▸ **WORK REQUIRED**:
Revise everything from the start of the items down to the line containing "xmin=158 ymin=185 xmax=171 ymax=225", including that line, so that "window trim" becomes "window frame" and nothing else changes. Give back only those lines, without the pictures.
****
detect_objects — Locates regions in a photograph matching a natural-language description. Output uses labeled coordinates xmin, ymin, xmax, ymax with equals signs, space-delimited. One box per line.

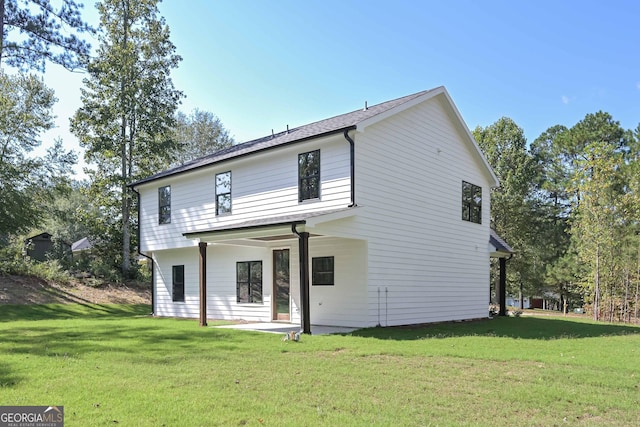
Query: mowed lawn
xmin=0 ymin=305 xmax=640 ymax=426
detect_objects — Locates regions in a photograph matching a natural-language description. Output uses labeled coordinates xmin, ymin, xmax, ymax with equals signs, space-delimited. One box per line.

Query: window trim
xmin=298 ymin=148 xmax=322 ymax=203
xmin=236 ymin=260 xmax=264 ymax=305
xmin=214 ymin=171 xmax=232 ymax=216
xmin=311 ymin=256 xmax=336 ymax=286
xmin=462 ymin=181 xmax=482 ymax=224
xmin=171 ymin=264 xmax=185 ymax=302
xmin=158 ymin=185 xmax=171 ymax=225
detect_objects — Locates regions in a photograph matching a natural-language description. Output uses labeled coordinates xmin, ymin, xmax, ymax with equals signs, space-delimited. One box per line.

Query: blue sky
xmin=37 ymin=0 xmax=640 ymax=176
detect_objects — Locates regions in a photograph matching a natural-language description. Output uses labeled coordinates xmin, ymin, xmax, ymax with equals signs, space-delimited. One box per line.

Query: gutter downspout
xmin=291 ymin=222 xmax=311 ymax=335
xmin=344 ymin=129 xmax=358 ymax=208
xmin=129 ymin=187 xmax=156 ymax=316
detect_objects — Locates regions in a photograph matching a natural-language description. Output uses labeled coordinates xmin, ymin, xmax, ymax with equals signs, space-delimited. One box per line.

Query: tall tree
xmin=0 ymin=72 xmax=56 ymax=235
xmin=473 ymin=117 xmax=543 ymax=304
xmin=0 ymin=0 xmax=94 ymax=71
xmin=172 ymin=109 xmax=234 ymax=166
xmin=71 ymin=0 xmax=183 ymax=275
xmin=530 ymin=125 xmax=582 ymax=308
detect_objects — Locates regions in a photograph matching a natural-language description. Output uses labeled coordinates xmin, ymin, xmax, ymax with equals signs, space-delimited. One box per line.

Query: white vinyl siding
xmin=354 ymin=95 xmax=490 ymax=326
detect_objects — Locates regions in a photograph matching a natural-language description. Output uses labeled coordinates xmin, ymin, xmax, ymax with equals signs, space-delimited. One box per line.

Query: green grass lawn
xmin=0 ymin=305 xmax=640 ymax=426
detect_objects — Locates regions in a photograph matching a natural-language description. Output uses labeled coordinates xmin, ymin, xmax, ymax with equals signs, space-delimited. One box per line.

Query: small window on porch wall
xmin=462 ymin=181 xmax=482 ymax=224
xmin=236 ymin=261 xmax=262 ymax=303
xmin=171 ymin=265 xmax=184 ymax=302
xmin=216 ymin=171 xmax=231 ymax=215
xmin=298 ymin=150 xmax=320 ymax=202
xmin=311 ymin=256 xmax=334 ymax=286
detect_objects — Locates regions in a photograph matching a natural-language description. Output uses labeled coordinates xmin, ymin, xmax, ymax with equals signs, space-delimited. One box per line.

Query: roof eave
xmin=127 ymin=125 xmax=356 ymax=188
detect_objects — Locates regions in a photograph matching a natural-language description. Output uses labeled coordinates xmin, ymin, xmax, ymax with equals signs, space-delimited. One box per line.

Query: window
xmin=462 ymin=181 xmax=482 ymax=224
xmin=236 ymin=261 xmax=262 ymax=303
xmin=311 ymin=256 xmax=334 ymax=286
xmin=216 ymin=171 xmax=231 ymax=215
xmin=158 ymin=185 xmax=171 ymax=224
xmin=298 ymin=150 xmax=320 ymax=202
xmin=172 ymin=265 xmax=184 ymax=302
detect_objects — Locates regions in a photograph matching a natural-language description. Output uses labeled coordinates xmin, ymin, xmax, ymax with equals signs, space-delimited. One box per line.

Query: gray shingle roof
xmin=129 ymin=88 xmax=439 ymax=187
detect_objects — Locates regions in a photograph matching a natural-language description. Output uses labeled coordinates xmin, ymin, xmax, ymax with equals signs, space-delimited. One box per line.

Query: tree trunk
xmin=622 ymin=269 xmax=631 ymax=323
xmin=0 ymin=0 xmax=5 ymax=64
xmin=593 ymin=243 xmax=600 ymax=320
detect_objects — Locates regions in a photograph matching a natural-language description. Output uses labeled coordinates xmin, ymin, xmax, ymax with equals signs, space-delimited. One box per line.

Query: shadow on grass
xmin=349 ymin=317 xmax=640 ymax=340
xmin=0 ymin=303 xmax=151 ymax=322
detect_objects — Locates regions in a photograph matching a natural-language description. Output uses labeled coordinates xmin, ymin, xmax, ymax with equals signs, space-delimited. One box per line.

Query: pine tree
xmin=71 ymin=0 xmax=183 ymax=276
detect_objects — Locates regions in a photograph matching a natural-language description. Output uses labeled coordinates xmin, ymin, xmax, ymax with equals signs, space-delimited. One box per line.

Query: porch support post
xmin=498 ymin=257 xmax=507 ymax=316
xmin=298 ymin=231 xmax=311 ymax=335
xmin=198 ymin=242 xmax=207 ymax=326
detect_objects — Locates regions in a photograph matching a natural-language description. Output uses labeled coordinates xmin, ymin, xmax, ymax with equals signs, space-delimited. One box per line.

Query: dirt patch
xmin=0 ymin=276 xmax=151 ymax=305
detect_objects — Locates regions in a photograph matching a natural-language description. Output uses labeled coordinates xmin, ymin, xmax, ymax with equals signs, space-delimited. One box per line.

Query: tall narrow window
xmin=462 ymin=181 xmax=482 ymax=224
xmin=311 ymin=256 xmax=334 ymax=286
xmin=172 ymin=265 xmax=184 ymax=302
xmin=236 ymin=261 xmax=262 ymax=303
xmin=298 ymin=150 xmax=320 ymax=202
xmin=158 ymin=185 xmax=171 ymax=224
xmin=216 ymin=171 xmax=231 ymax=215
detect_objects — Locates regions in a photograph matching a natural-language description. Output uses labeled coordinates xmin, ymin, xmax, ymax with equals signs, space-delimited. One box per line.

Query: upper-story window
xmin=158 ymin=185 xmax=171 ymax=224
xmin=298 ymin=150 xmax=320 ymax=202
xmin=462 ymin=181 xmax=482 ymax=224
xmin=216 ymin=171 xmax=231 ymax=215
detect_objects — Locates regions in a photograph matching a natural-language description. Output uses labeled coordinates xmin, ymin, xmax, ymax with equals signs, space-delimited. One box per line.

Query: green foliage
xmin=71 ymin=0 xmax=183 ymax=276
xmin=0 ymin=72 xmax=76 ymax=236
xmin=172 ymin=109 xmax=234 ymax=166
xmin=0 ymin=239 xmax=71 ymax=284
xmin=473 ymin=117 xmax=544 ymax=295
xmin=0 ymin=0 xmax=94 ymax=71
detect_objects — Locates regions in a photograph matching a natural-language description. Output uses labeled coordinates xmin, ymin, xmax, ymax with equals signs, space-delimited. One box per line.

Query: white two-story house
xmin=131 ymin=87 xmax=498 ymax=332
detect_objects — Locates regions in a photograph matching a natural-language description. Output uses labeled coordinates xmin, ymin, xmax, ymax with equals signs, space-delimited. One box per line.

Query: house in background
xmin=24 ymin=232 xmax=53 ymax=261
xmin=130 ymin=87 xmax=498 ymax=333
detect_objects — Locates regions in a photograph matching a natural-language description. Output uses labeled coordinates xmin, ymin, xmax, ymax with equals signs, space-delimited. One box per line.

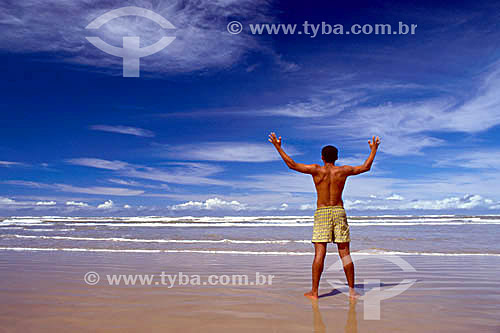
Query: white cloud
xmin=170 ymin=197 xmax=246 ymax=211
xmin=66 ymin=201 xmax=89 ymax=207
xmin=404 ymin=194 xmax=491 ymax=210
xmin=67 ymin=158 xmax=229 ymax=185
xmin=0 ymin=0 xmax=278 ymax=75
xmin=280 ymin=203 xmax=288 ymax=210
xmin=434 ymin=149 xmax=500 ymax=170
xmin=67 ymin=158 xmax=130 ymax=170
xmin=161 ymin=142 xmax=297 ymax=162
xmin=97 ymin=200 xmax=114 ymax=209
xmin=55 ymin=184 xmax=144 ymax=196
xmin=385 ymin=193 xmax=404 ymax=201
xmin=240 ymin=171 xmax=315 ymax=193
xmin=299 ymin=204 xmax=315 ymax=210
xmin=36 ymin=201 xmax=56 ymax=206
xmin=0 ymin=197 xmax=17 ymax=206
xmin=90 ymin=125 xmax=155 ymax=137
xmin=0 ymin=161 xmax=23 ymax=167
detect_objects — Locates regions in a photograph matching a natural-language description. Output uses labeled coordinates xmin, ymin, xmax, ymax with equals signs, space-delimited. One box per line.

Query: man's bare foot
xmin=349 ymin=288 xmax=361 ymax=299
xmin=304 ymin=291 xmax=318 ymax=300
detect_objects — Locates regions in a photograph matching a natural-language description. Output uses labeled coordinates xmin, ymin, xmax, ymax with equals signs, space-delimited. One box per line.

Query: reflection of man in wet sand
xmin=269 ymin=133 xmax=380 ymax=299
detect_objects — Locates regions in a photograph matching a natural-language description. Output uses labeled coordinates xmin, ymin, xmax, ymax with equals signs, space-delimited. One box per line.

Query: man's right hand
xmin=368 ymin=136 xmax=380 ymax=150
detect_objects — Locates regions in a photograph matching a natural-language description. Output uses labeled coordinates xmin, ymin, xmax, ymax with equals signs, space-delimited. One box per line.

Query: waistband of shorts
xmin=316 ymin=205 xmax=344 ymax=210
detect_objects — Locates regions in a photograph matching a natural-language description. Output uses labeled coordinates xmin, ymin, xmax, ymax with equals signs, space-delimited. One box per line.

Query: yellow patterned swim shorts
xmin=312 ymin=206 xmax=351 ymax=243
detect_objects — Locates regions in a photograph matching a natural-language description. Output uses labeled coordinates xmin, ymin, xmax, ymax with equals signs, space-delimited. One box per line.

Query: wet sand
xmin=0 ymin=251 xmax=500 ymax=332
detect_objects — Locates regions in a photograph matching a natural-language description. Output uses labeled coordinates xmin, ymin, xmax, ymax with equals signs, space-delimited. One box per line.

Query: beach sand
xmin=0 ymin=250 xmax=500 ymax=332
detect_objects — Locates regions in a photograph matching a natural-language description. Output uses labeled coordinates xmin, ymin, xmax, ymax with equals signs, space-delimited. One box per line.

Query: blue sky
xmin=0 ymin=0 xmax=500 ymax=216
****
▸ **RESULT FOR THIS EXERCISE**:
detect_objects — Locates regions in a photograph matching a natural-language description. Output uses labeled coordinates xmin, ymin, xmax, ymax with equals signs, space-delimited. One box per line.

Query: mowed lawn
xmin=0 ymin=305 xmax=640 ymax=426
detect_objects — Locates regions in a photograph matching a natural-language description. Output uses labeled coordinates xmin, ymin, xmax, ymax with equals signs, space-delimited. One box per line.

Query: window frame
xmin=298 ymin=148 xmax=322 ymax=203
xmin=236 ymin=260 xmax=264 ymax=305
xmin=214 ymin=171 xmax=232 ymax=216
xmin=311 ymin=256 xmax=336 ymax=286
xmin=462 ymin=181 xmax=482 ymax=224
xmin=171 ymin=264 xmax=185 ymax=302
xmin=158 ymin=185 xmax=171 ymax=225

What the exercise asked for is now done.